» **TEXTO CITADO**
***

Orando con el Evangelio

EVANGELIO: Mc 1,40-45 

Se le acerca un leproso, suplicándole de rodillas: «Si quieres, puedes limpiarme». 41Compadecido, extendió la mano y lo tocó diciendo: «Quiero: queda limpio». 42La lepra se le quitó inmediatamente y quedó limpio. 43Él lo despidió, encargándole severamente: 44«No se lo digas a nadie; pero para que conste, ve a presentarte al sacerdote y ofrece por tu purificación lo que mandó Moisés, para que les sirva de testimonio». 45Pero cuando se fue, empezó a pregonar bien alto y a divulgar el hecho, de modo que Jesús ya no podía entrar abiertamente en ningún pueblo; se quedaba fuera, en lugares solitarios; y aun así acudían a él de todas partes.

Han pasado cuatro domingos y nos estamos todavía moviendo en el primer capítulo del Evangelio de Marcos, que termina con el episodio de hoy. Aquí estamos representados por un leproso y, por su parte, Jesús nos sorprende con su extraño deseo de que no se hable de sus milagros. Una actitud que nos parece entra en contradicción con su misión y que, sin embargo, como explicaremos, actúa precisamente a favor de ella. 

Empecemos con la lección que, sin quererlo, nos brinda el leproso. El pobre hombre nos enseña cómo expresarnos bien en la fe. “Si quieres”, dice a Jesús, “puedes limpiarme”. No se expresará tan bien, por ejemplo, el padre del hijo epiléptico, poseído por un espíritu, del capítulo nueve del mismo Evangelio de Marcos.  “Si algo puedes”, dijo a Jesús, “ten compasión de nosotros y ayúdanos”. ¿Si puedo?”, le contestó Jesús, “todo es posible al que tiene fe”. 

Y aunque podamos pensar que Jesús conteste de ese modo por sentirse ofendido, no es así. De hecho, en su respuesta, el Señor no pone el acento sobre su poder, sino sobre el poder de la fe (“todo es posible al que tiene fe”). La fe que demuestra nuestro leproso acercándose a Jesús con un “si quieres”, porque está seguro de que el Maestro puede. “Si quieres”, le dice “puedes limpiarme”. El padre del epiléptico no se expresa bien, pero también él tiene algo que enseñaros. Reconociendo, efectivamente, su pobre manera de pedir debida a su poca confianza, tiene el valor de decir: “Creo, Señor, pero ayuda mi falta de fe” (Mc 9,24).

***

» **Un bloque de datos**
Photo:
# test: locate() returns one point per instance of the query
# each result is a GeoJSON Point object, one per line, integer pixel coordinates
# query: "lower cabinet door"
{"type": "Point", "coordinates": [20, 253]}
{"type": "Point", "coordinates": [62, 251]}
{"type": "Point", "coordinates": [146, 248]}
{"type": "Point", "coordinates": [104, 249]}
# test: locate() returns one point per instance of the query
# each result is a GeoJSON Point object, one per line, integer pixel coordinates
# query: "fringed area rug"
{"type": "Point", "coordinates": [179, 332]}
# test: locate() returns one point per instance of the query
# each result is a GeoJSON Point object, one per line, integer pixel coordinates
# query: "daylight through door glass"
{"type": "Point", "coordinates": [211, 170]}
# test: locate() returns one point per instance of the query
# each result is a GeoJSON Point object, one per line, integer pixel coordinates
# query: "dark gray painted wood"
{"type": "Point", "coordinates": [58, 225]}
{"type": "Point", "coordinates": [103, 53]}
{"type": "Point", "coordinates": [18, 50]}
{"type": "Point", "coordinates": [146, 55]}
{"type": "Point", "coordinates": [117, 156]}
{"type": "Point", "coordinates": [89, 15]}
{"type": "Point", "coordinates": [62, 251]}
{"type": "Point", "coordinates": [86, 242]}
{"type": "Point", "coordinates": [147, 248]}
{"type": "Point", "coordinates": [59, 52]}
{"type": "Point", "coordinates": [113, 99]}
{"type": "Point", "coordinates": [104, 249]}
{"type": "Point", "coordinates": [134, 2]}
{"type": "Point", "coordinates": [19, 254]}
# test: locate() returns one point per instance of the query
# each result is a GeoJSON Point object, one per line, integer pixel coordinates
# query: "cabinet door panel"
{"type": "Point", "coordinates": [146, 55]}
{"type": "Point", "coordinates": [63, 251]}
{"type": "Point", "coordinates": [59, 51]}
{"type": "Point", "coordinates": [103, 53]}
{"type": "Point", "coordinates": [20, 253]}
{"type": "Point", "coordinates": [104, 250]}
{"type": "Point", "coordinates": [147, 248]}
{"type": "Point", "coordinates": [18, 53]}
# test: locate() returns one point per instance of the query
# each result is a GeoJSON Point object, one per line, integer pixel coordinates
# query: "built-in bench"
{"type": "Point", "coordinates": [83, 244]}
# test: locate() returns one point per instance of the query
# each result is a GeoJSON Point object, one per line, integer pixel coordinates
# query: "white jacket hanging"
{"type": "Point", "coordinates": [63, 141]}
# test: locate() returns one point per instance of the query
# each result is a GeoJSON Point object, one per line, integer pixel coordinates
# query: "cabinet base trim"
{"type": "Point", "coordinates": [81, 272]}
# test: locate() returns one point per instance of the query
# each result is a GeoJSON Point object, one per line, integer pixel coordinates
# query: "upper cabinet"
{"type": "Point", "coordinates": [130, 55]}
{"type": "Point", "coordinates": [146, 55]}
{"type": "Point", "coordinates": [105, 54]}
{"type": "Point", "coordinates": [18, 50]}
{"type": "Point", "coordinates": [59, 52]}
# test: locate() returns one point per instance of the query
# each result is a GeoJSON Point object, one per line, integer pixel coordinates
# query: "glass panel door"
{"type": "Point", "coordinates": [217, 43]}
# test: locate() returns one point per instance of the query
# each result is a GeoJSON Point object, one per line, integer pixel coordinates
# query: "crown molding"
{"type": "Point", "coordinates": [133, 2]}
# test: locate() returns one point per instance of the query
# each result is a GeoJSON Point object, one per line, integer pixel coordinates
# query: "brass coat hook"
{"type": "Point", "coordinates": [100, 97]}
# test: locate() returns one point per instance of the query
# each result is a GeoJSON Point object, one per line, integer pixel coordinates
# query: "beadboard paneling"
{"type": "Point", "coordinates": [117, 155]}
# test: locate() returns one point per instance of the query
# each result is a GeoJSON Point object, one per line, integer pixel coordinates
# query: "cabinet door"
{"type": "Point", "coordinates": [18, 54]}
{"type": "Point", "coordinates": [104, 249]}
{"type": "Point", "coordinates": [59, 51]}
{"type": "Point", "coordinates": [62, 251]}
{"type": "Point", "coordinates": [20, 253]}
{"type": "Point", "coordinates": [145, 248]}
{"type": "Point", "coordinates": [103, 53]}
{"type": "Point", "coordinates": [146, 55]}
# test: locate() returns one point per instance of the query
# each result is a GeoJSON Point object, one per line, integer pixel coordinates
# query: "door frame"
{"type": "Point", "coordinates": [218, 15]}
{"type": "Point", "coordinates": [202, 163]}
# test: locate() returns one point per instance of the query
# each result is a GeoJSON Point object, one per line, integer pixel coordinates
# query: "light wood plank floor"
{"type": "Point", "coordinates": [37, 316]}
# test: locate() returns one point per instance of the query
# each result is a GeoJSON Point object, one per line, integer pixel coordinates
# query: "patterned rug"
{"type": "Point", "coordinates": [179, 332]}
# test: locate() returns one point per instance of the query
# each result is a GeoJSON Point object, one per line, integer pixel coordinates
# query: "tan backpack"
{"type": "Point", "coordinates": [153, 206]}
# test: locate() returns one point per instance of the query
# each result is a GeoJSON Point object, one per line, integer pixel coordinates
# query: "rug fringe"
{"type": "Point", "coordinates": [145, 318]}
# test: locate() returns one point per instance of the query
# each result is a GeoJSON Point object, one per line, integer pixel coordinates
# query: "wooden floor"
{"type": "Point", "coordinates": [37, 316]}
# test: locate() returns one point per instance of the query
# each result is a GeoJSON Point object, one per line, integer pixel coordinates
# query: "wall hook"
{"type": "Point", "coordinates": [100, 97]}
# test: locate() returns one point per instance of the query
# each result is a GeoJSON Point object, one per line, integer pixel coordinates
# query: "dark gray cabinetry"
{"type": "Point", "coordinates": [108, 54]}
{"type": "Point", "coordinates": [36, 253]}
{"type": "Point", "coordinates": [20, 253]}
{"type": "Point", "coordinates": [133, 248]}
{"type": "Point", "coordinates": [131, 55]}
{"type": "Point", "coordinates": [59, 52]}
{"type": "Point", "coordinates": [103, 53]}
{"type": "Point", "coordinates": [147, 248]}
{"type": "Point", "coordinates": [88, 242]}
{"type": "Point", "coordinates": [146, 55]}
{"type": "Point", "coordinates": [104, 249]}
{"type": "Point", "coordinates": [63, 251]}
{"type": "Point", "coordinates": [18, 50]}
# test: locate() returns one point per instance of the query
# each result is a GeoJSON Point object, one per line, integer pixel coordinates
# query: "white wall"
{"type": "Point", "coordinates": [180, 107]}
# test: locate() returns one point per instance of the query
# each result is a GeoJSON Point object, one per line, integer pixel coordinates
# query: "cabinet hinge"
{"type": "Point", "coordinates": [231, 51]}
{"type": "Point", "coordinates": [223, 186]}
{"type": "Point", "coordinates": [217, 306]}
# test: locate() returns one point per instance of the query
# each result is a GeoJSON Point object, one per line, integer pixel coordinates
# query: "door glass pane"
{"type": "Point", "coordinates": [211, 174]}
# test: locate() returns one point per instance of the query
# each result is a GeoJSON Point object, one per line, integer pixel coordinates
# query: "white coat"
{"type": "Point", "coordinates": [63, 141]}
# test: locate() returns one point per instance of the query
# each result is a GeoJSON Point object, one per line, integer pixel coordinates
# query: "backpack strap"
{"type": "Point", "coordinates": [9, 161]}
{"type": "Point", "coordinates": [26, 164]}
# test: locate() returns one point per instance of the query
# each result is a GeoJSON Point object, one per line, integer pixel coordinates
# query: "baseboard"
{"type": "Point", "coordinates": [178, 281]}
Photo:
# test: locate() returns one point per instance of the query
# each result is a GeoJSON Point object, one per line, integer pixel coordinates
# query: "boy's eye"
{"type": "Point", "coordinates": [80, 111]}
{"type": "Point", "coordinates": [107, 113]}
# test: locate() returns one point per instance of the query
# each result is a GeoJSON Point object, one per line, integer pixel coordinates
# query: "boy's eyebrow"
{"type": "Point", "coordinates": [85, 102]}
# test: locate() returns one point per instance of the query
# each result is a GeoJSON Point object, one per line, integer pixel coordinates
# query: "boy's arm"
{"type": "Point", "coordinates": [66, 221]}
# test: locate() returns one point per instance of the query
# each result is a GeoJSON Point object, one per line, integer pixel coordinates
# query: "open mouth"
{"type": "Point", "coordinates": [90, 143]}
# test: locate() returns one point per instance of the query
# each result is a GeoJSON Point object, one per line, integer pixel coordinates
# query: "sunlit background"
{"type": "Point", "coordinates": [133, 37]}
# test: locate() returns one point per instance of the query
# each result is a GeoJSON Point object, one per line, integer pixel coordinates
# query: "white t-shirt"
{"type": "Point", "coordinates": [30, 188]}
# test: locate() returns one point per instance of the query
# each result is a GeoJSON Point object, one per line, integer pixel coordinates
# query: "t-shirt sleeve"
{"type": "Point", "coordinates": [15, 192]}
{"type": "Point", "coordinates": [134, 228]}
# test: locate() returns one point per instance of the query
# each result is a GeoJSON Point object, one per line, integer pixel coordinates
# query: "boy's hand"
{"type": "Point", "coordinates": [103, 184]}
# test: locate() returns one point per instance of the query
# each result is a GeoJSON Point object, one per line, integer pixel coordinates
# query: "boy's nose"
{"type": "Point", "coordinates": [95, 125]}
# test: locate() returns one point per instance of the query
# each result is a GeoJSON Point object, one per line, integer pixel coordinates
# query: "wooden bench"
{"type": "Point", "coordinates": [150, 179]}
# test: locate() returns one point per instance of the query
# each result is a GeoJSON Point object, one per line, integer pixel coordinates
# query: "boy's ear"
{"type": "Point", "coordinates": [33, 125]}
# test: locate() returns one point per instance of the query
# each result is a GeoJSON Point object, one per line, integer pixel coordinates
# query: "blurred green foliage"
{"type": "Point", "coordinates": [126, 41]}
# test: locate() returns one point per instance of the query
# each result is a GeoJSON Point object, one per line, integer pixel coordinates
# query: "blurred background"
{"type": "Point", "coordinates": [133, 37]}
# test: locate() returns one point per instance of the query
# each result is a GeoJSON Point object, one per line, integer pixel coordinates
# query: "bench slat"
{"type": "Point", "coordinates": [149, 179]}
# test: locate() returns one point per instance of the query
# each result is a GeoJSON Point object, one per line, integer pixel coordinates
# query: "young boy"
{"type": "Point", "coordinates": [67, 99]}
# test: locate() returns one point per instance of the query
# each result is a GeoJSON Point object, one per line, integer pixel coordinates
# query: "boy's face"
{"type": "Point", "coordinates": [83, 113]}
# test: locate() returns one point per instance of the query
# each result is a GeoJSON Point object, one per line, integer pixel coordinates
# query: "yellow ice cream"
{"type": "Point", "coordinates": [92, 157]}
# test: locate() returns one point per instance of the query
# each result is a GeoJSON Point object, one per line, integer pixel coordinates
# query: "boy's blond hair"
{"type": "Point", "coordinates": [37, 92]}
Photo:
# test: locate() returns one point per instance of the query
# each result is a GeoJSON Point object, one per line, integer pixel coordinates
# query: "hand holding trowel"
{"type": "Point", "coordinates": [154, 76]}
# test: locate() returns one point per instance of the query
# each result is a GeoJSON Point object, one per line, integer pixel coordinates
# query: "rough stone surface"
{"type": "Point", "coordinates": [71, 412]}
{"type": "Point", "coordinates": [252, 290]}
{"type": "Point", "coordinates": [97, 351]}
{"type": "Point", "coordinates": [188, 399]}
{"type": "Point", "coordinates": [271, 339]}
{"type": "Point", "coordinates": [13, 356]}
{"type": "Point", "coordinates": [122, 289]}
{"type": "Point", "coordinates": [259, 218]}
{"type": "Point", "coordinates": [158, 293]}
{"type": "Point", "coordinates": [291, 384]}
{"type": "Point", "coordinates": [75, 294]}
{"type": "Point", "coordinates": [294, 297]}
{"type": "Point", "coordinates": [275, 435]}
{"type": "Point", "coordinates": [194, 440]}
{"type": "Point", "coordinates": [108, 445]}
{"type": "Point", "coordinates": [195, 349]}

***

» **TAREAS**
1 > Resume el texto citado en dos oraciones.
2 > Reproduce el fragmento del texto citado que empieza en «EVANGELIO: Mc 1,40-45» y termina en «de todas partes.».
Las entradas no tienen ningún papel en este ejercicio.

» **RESPUESTAS DEL EJERCICIO**
1 > En Marcos 1,40-45, Jesús limpia a un leproso que le suplica «Si quieres, puedes limpiarme» y le encarga no decírselo a nadie, pero el hombre divulga el hecho. El comentario presenta al leproso como modelo de cómo expresarse bien en la fe, frente al padre del hijo epiléptico del capítulo nueve, que pide «Si algo puedes» y luego reconoce su falta de fe.

2 >
EVANGELIO: Mc 1,40-45 

Se le acerca un leproso, suplicándole de rodillas: «Si quieres, puedes limpiarme». 41Compadecido, extendió la mano y lo tocó diciendo: «Quiero: queda limpio». 42La lepra se le quitó inmediatamente y quedó limpio. 43Él lo despidió, encargándole severamente: 44«No se lo digas a nadie; pero para que conste, ve a presentarte al sacerdote y ofrece por tu purificación lo que mandó Moisés, para que les sirva de testimonio». 45Pero cuando se fue, empezó a pregonar bien alto y a divulgar el hecho, de modo que Jesús ya no podía entrar abiertamente en ningún pueblo; se quedaba fuera, en lugares solitarios; y aun así acudían a él de todas partes.